C.   Absent joinder, collateral estoppel and res judicata could bar Ms. Nicholson’s claims in any subsequent suits.

Collateral estoppel, or issue preclusion, is a rule that prevents relitigation of particular issues of law or fact that were resolved in a prior suit. E.g., Tex. Dep’t of Pub. Safety v. Petta, 44 S.W.3d 575, 579 (Tex. 2001). Relitigation of an issue is barred by collateral estoppel whenever

(1) the facts sought to be litigated were fully and fairly litigated in the prior action;

(2) those facts were essential to the judgment in the first action; and

(3) the party against whom collateral estoppel is being asserted was a party in the prior litigation or in privity with a party in that litigation.

E.g., John G. & Marie Stella Kenedy Mem’l Found. v. Dewhurst, 90 S.W.3d 268, 288 (Tex. 2002).

The first two elements are not in dispute. Nor should be the third. To determine whether subsequent plaintiffs are in privity with prior plaintiffs, a court examines the interests the parties shared. Amstadt v. U.S. Brass Corp., 919 S.W.2d 644, 653 (Tex. 1996). Privity exists whenever the parties share an identity of interests in the basic legal right that is the subject of litigation. Id.

Surely Nationstar Mortgage and the HLG would be in privity with real parties in the interest regarding the property, note, and security interest subject of this lawsuit.

D.   Absent joinder of HLG and Nationstar, Plaintiff/Relator faces the risk of multiple and inconsistent obligations.

  1. Rule 39(a)(2)(ii) requires joinder when the already existing parties face the risk of multiple or inconsistent obligations. This case presents the textbook example of that threat to Plaintiff. Thus, Judge Fitzpatrick abused her discretion in failing to rejoin Nationstar Mortgage, LLC and the HLG in the instant case.

a.  Plaintiff faces the risk of inconsistent outcomes.

Separate lawsuits pose myriad possibilities for different and inconsistent outcomes. One court might grant summary judgment for a particular defendant whose identical motion is denied in the other case. Plaintiff faces duplicative litigation.

Regardless of collateral estoppel, the Plaintiff should not have to sue again on the same conduct twice. “[T]he rules of procedure encourage joinder of all interested parties with the aim of protecting Plaintiff from a multiplicity of suits.” In re E.L.P., 636 S.W.2d 579, 581 (Tex. App.—San Antonio 1982, orig. proceeding).

Judge Fitzpatrick’s ruling promotes this risk. Accordingly, her ruling fail to comply with rule 39, and mandamus would be appropriate.

■ ■ ■

Problems:
[a] Echo the joinder brief word for word between "(3) the party" and "of this lawsuit.", inclusive.
[b] Name every court case the joinder brief cites.
[c] Write the next part of the joinder brief, picking up after its final sentence.
The pointing dataset entries have nothing to do with the work here.

Entries from a pointing dataset

■ ■ ■

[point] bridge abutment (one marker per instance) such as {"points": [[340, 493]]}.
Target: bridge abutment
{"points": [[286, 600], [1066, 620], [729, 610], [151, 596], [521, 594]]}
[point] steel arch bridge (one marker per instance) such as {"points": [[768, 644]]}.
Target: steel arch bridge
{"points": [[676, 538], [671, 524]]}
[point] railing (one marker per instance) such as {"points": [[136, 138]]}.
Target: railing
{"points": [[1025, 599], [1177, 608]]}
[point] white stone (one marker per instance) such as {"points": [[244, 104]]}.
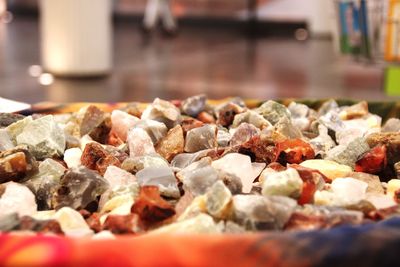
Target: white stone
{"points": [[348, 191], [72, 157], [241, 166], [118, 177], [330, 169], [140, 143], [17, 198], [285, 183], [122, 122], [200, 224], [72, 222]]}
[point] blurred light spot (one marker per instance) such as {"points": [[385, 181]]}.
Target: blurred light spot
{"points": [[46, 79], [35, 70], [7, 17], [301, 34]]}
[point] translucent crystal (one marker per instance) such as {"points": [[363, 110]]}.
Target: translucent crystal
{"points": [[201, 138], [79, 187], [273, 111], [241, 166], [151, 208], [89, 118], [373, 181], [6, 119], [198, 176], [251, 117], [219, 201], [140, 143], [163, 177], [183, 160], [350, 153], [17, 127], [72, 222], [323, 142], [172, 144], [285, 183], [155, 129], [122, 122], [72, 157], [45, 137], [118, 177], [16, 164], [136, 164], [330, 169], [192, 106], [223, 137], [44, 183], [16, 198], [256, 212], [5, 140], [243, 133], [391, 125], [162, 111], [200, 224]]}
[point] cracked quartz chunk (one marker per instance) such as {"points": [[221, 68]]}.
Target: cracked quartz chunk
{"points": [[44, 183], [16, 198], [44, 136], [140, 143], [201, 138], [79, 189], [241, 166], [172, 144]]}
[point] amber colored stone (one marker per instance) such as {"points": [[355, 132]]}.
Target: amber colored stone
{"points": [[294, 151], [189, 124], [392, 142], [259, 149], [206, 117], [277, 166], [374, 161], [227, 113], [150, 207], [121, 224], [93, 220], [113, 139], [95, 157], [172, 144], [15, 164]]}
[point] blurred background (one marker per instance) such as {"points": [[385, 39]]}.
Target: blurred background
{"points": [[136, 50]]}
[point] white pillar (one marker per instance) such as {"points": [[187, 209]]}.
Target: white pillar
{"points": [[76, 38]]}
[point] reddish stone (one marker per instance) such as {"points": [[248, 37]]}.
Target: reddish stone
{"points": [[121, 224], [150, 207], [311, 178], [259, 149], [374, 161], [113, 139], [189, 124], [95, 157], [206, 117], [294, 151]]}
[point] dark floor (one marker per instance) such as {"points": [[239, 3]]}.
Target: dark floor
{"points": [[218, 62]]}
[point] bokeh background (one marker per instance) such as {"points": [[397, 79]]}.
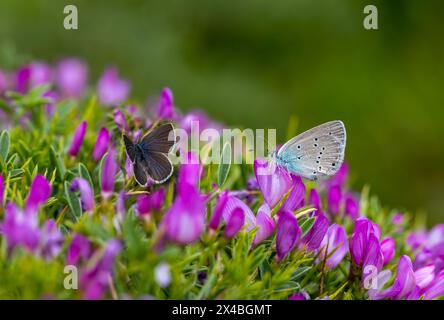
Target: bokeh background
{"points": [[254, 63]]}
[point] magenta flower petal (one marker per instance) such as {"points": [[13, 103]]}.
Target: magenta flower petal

■ ■ ■

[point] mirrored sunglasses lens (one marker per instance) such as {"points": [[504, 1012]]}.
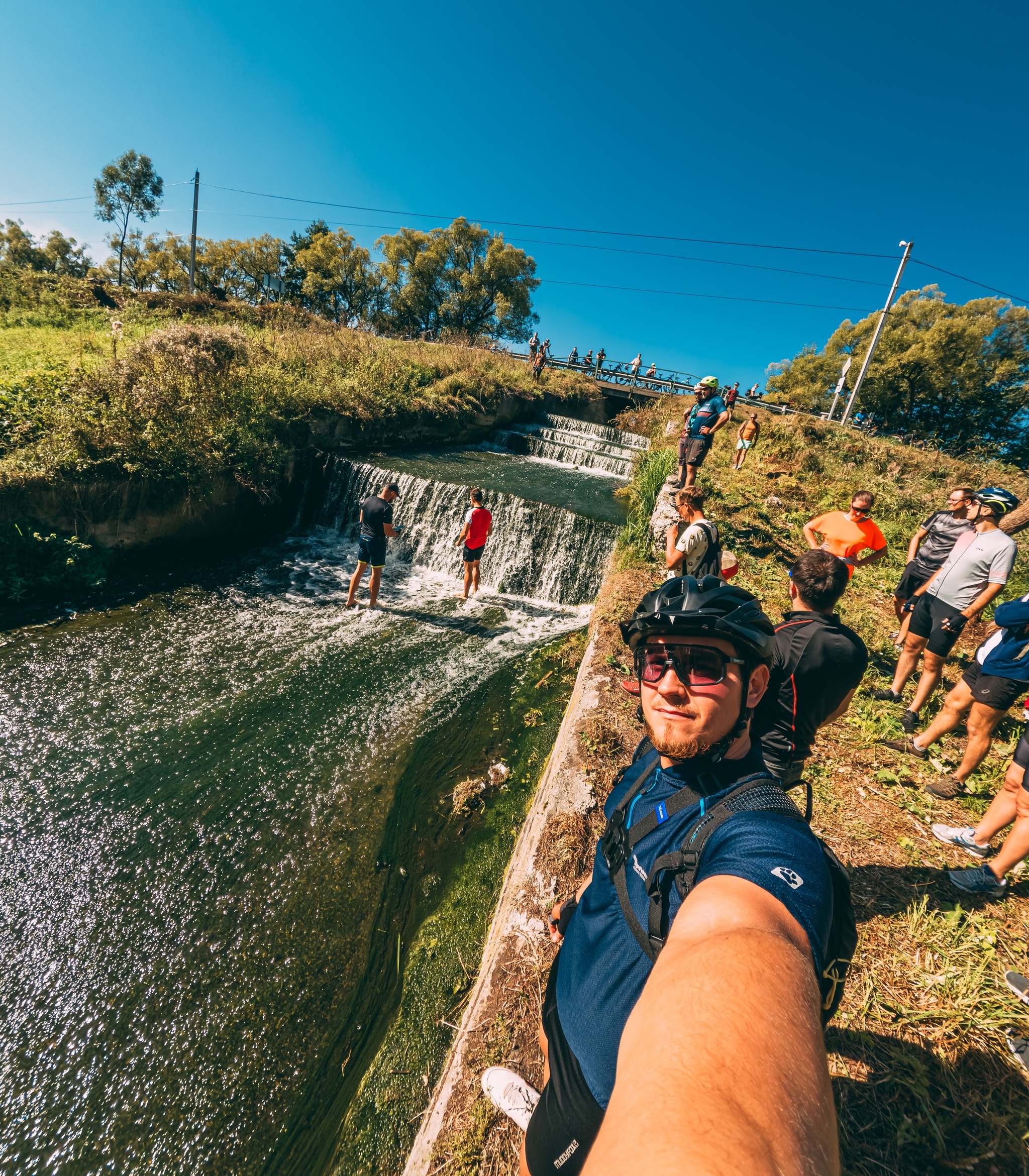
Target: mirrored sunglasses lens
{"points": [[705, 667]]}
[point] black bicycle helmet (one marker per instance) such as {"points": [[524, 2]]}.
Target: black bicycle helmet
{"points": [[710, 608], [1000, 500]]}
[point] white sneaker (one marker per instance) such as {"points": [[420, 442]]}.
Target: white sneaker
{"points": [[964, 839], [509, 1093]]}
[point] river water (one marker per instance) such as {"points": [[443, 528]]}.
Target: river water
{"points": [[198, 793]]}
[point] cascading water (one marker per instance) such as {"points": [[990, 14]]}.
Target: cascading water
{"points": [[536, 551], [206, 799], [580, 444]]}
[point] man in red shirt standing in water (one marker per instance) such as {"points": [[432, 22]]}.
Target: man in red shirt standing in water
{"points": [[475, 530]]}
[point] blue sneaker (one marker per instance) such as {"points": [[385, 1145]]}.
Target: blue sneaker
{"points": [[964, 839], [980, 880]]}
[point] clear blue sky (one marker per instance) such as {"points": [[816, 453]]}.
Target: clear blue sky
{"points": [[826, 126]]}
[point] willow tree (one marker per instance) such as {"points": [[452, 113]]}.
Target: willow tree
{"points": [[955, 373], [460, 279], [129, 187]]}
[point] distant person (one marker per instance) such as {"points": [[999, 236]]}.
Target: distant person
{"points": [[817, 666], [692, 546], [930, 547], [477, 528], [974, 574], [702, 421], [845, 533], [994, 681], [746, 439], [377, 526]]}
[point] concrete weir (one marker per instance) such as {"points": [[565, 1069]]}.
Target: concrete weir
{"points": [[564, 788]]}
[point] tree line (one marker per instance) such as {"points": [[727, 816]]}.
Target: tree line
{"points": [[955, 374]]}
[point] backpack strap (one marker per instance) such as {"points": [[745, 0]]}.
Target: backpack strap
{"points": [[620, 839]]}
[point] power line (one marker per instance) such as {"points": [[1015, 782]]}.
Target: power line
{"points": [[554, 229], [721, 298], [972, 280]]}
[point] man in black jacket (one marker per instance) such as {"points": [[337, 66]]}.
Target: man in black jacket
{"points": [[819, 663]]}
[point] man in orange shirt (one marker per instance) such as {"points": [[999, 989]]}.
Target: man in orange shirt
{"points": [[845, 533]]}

■ ■ ■

Results:
[a]
(3) the party against whom collateral estoppel is being asserted was a party in the prior litigation or in privity with a party in that litigation.

E.g., John G. & Marie Stella Kenedy Mem’l Found. v. Dewhurst, 90 S.W.3d 268, 288 (Tex. 2002).

The first two elements are not in dispute. Nor should be the third. To determine whether subsequent plaintiffs are in privity with prior plaintiffs, a court examines the interests the parties shared. Amstadt v. U.S. Brass Corp., 919 S.W.2d 644, 653 (Tex. 1996). Privity exists whenever the parties share an identity of interests in the basic legal right that is the subject of litigation. Id.

Surely Nationstar Mortgage and the HLG would be in privity with real parties in the interest regarding the property, note, and security interest subject of this lawsuit.

[b]
Tex. Dep't of Pub. Safety v. Petta
John G. & Marie Stella Kenedy Mem'l Found. v. Dewhurst
Amstadt v. U.S. Brass Corp.
In re E.L.P.

[c]
E.    Nationstar Mortgage and the HLG were properly served and appeared.

Rule 39(a) requires the joinder of a person who is subject to service of process if (1) in his absence complete relief cannot be accorded among those already parties, or (2) he claims an interest relating to the subject of theaction and is so situated that the disposition of the action in his absence may

(i) as a practical matter impair or impede his ability to protect that interest or

(ii) leave any of the persons already parties subject to a substantial risk of incurring double, multiple, or otherwise inconsistent obligations by reason of his claimed interest. R. Civ. P. 39(a).

Nationstar Mortgage and the HLG were properly served on May 30, 2017 and June 1, 2017 respectively. After the Second Court of Appeals issued its mandate on July 24, 2020, Nationstar Mortgage and the HLG’s counsel appeared and filed its opposition to Plaintiff’s Motion to Reinstate Stricken Parties on August 3, 2020 and appeared in open court on August 4, 2020.

F.    There is a clear abuse of discretion.

In deciding whether to issue mandamus, appellate courts should also delve into equitable considerations: “Although mandamus is not an equitable remedy, its issuance is largely controlled by equitable principles.” Rivercenter Assocs. v. Rivera, 858 S.W.2d 366, 367 (Tex. 1993) (orig. proceeding). Here, all equitable considerations point to issuing mandamus.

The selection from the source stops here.